As a result, net debt at 31 December
2025 is expected to be in line with 2024 levels, with the negative
free cash flow in 2025 mitigated by business disposals. Average net
debt in 2025 is also expected to be in line with 2024 levels of
around $1.1 billion.
Cash
costs of legacy claims liabilities
Estimated total cash costs of legacy
claims liabilities remain around $150 million5, which we
expect to pay and extinguish over the next three years. As such, we
assume a cash outflow for legacy claims from FY25 to FY27 of around
$50 million per annum.
We had previously expected to broadly
offset these payments with cash inflows associated with our pension
surplus over the next three years. However, the current uncertainty
around the Review has deferred our expectation of realising cash
from this pension surplus.

== Task inputs ==
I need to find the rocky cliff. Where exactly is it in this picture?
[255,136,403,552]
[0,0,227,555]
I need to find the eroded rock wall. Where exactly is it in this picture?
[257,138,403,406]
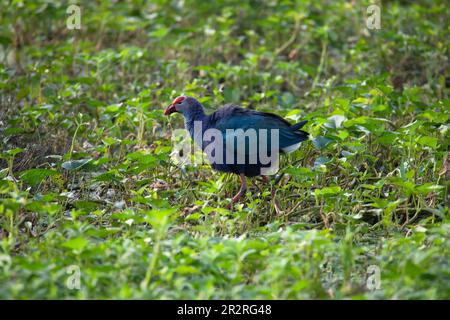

== Complete the following ==
**A.** From the passage on net debt and legacy claims, can you return the part starting at "We had previously" and ending at "this pension surplus."?
**B.** Edit all the entries above by changing "rocky cliff" to "rock face", keep everything else unchanged, and leave the pictures out.

== Solutions by task ==
**A.**
We had previously expected to broadly
offset these payments with cash inflows associated with our pension
surplus over the next three years. However, the current uncertainty
around the Review has deferred our expectation of realising cash
from this pension surplus.

**B.**
I need to find the rock face. Where exactly is it in this picture?
[255,136,403,552]
[0,0,227,555]
I need to find the eroded rock wall. Where exactly is it in this picture?
[257,138,403,406]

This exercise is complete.